SOURCE DOCUMENT —
[START]
Tuesday, December 29, 2009

Discovery of the Year!!

I hope someone gets to read carefully into this......
and gets to share this notion that may have just liberated me infinetly...

For all these years of being hindered.... All was needed to be instilled in me was the simple idea that...


Built up Fear is the Worst part of anticipated Pain.....

Simple yet the answer to all....I'll leave you with that to ponder upon....

But before i do so, allow me to just throw a few questions your way...
What is the use of life if it was not lived up with all that you own..?
If experiences were not received in full and granted a passage right through you....?
If you did not feel detached by the very fact that you were able to embrace....?
If you did not see the momentary gratification for what it is..?
If you did not know how to turn these treasured moments into a lifetime companion.... Just think about it, What is the use if you did not know how to keep by learning how to let go?

Make it meaningful by making it memorable.....
Allow it to get fullfilled by remembering its only temporary....

Glance at your past with a smile, live your present and future with a bigger one....

Enjoy....

Wednesday, December 23, 2009

A new Beginning

I was determined to have my first post of 2009 one that comes with a positive note..
Cynically i am grateful that i had a surfacing moment before the year decided to wrap up,
Im not sure what poetical attempts will flow but i just thought i would archive an uncovering or two that my year had brought on my plate so far,
Believable or not... my year has just told me that, a tearful smile is plausible... Fearful Risk is way overrated.. and maybe Cliche is in essence a bittersweet symphony all along....
[END]
MATERIAL SHOWN —
[START]
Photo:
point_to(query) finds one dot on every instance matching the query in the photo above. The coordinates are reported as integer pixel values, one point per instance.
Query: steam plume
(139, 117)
[END]
[START]
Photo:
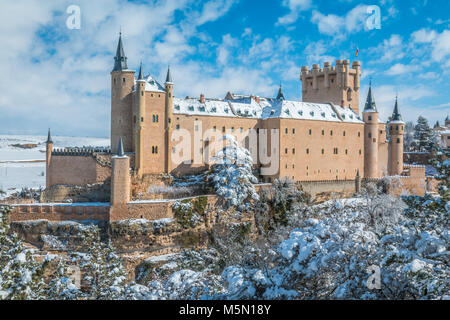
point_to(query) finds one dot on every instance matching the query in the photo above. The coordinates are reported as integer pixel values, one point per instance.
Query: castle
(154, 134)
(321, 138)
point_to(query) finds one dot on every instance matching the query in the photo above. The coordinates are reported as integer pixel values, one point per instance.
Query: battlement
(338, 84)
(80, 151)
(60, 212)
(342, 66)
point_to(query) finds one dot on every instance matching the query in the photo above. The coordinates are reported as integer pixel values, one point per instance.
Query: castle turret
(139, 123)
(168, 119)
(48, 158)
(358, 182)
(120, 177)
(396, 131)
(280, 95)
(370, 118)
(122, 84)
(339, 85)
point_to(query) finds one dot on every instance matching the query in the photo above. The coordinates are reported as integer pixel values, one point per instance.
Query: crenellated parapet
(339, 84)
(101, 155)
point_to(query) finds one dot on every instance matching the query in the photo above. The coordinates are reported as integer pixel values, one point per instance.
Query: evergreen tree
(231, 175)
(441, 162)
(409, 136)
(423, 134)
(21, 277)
[END]
AIM 1 — Copy from the blog text word for word, starting with "Discovery of the" and going on through "of anticipated Pain.....".
AIM 2 —
Answer these questions using the blog text:
(a) What date is given for the post titled "Discovery of the Year!!"?
(b) According to the blog text, what is the worst part of anticipated pain?
(c) What is the title of the post dated Wednesday, December 23, 2009?
AIM 3 — Write the next part of the blog text, picking up right after its final sentence.
The entries come from a separate source and are not part of the blog text.

EXERCISE ANSWER 1 —
Discovery of the Year!!

I hope someone gets to read carefully into this......
and gets to share this notion that may have just liberated me infinetly...

For all these years of being hindered.... All was needed to be instilled in me was the simple idea that...


Built up Fear is the Worst part of anticipated Pain.....

EXERCISE ANSWER 2 —
(a) Tuesday, December 29, 2009
(b) Built up fear
(c) A new Beginning

EXERCISE ANSWER 3 —
I profoundly just found out that Euphoria isn't a mystical myth... nor only realized by a delirious mind...wow... but it is quite unreal to find out that your own formula of ecstasy can be comfortably relived virtually and indefinitely ..


I am so grateful to have lived much with a story to tell..


I don't know about the rest of the world but i am more than ready to acknowledge & admit that....
I'm not near perfect nor i want to be...
My life has simply unraveled into true friendships and everlasting loving family..
I am proud of what i am and of what i am yet to be...
I confidently define my mistakes ...and Regret is no longer part of my vocabulary

At the end of it all.... and putting all grand statements aside... i can easily admit that my daily happiness is simply summarized....in a fresh cup of coffee, an awakening breeze, a reflective moment, a whispered prayer, a hidden smile and a determined thought that today will hold nothing less rewarding than last....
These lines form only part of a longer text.